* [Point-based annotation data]
..........
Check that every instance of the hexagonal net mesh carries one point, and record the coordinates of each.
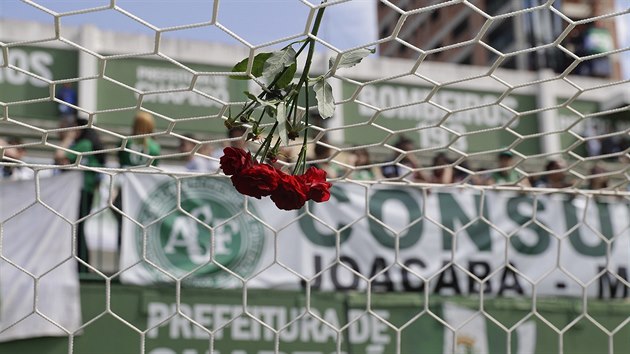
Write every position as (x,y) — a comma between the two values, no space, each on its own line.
(479,161)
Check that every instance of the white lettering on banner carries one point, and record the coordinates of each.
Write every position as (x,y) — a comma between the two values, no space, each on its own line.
(435,242)
(388,96)
(163,321)
(38,62)
(149,78)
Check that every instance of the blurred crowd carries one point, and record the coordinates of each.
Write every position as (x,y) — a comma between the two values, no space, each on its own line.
(81,144)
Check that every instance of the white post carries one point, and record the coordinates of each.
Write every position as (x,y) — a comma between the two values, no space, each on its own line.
(88,66)
(547,120)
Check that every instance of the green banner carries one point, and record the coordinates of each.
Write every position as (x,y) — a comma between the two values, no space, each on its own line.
(47,63)
(481,128)
(330,323)
(151,74)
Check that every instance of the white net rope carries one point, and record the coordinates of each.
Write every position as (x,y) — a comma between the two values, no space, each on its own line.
(523,155)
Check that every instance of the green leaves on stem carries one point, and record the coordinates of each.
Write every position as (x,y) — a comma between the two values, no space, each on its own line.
(281,92)
(324,96)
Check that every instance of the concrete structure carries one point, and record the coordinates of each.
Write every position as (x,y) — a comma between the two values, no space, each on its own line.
(437,25)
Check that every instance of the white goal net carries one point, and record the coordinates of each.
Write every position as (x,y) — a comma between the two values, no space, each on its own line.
(478,150)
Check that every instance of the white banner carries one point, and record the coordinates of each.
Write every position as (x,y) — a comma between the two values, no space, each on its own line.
(446,241)
(34,238)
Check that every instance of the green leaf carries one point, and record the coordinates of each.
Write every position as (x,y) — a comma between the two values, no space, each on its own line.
(277,62)
(260,101)
(257,66)
(281,118)
(287,77)
(352,58)
(325,100)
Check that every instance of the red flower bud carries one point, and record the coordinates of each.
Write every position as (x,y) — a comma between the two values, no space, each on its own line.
(291,193)
(234,160)
(256,181)
(315,181)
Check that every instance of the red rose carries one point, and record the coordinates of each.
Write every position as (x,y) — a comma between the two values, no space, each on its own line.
(291,193)
(234,160)
(318,188)
(256,181)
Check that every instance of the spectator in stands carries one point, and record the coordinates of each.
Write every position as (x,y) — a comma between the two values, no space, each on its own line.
(83,140)
(443,175)
(15,172)
(508,175)
(323,152)
(410,160)
(68,94)
(361,157)
(556,176)
(600,181)
(143,124)
(199,161)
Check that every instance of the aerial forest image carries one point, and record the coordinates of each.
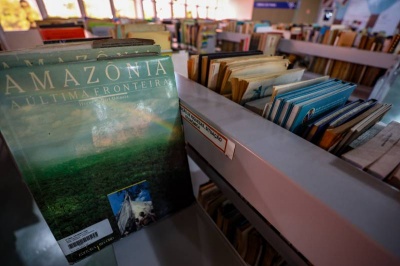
..........
* [YOUR TASK]
Rewrite all of the items above with "record the coordinates" replaced by "note the coordinates" wherever it occurs and nothing else altered. Leave the pictures out of your answer.

* [ANSWER IN FULL]
Check that every instance of the hexagonal net mesh carries one point, and note the coordinates of each.
Write every position as (x,y) — a comma between the two values, no space, each on its own line.
(479,161)
Check that every instance of the white lettering on banner carries one point, and note the coordinates of each.
Write every position as (x,y) — a comma between the two values, no space, each on its own line.
(435,242)
(388,96)
(163,321)
(38,62)
(149,78)
Check that every instance of the blurred crowd carries one point, and note the coordinates of each.
Write every position as (x,y) — a comma between the two values, no space, each on its own line.
(81,144)
Check that every instance of the white post carries one point, and note the coordinates of each.
Write every position as (x,y) — a comma between the two values, no space, each on its own line.
(88,66)
(547,120)
Check that every instance of the green banner carries one point, and note the coordinates of each.
Write every position as (x,y) — a comma between the two values, no space, each on its own line.
(47,63)
(481,128)
(330,323)
(151,74)
Check that every instance of the white net rope carries one point, and note the coordinates of each.
Write every position as (x,y) — a comma between the two values, no space, each on its own line.
(523,155)
Check that every instance of the green leaves on stem carries one point, and note the coordinates of each.
Write every position as (x,y) — a comma between the two values, no space, each on its own line.
(281,92)
(324,96)
Check that every instance of the concrete structure carries one point, and note the coordinates of each.
Write every position as (x,y) — a comma between the two values, no space, each on its own line.
(437,25)
Check that every instance of the white goal net carries one point, and note the coordinates of each.
Write every position as (x,y) — a comma between the two values, no space, each on its own line.
(478,150)
Check that every instance of the white banner carries one point, and note the coordinates of each.
Write every position as (x,y) — a comma between the two values, no space, each on its own line.
(446,241)
(34,238)
Check that every instance of the green leaf carries one point, and note the coordinates of each.
Write every position as (x,y) — a comma between the two values, no space, each on its own line.
(277,62)
(260,101)
(257,66)
(281,118)
(287,77)
(352,58)
(325,100)
Check that every instance of the red flower bud carries one point, and note the coordinates of each.
Write every position as (x,y) — a comma between the two values, no space, each on its own line.
(291,193)
(234,160)
(256,181)
(315,181)
Check that every instance of the red rose carries one point, and note the coordinates of each.
Write every position as (x,y) — a comma between the two values, no space, each on its own line.
(291,193)
(234,160)
(318,188)
(256,181)
Check that every instance of the spectator in stands carries one point, and note the coordinates of each.
Write every position as (x,y) — a comma between the two values, no space, each on its own line.
(83,140)
(443,175)
(15,172)
(508,175)
(323,152)
(410,160)
(68,94)
(361,157)
(556,176)
(600,181)
(143,124)
(199,161)
Check that every instance of the aerial forest image carries one point, and note the coordinates of each.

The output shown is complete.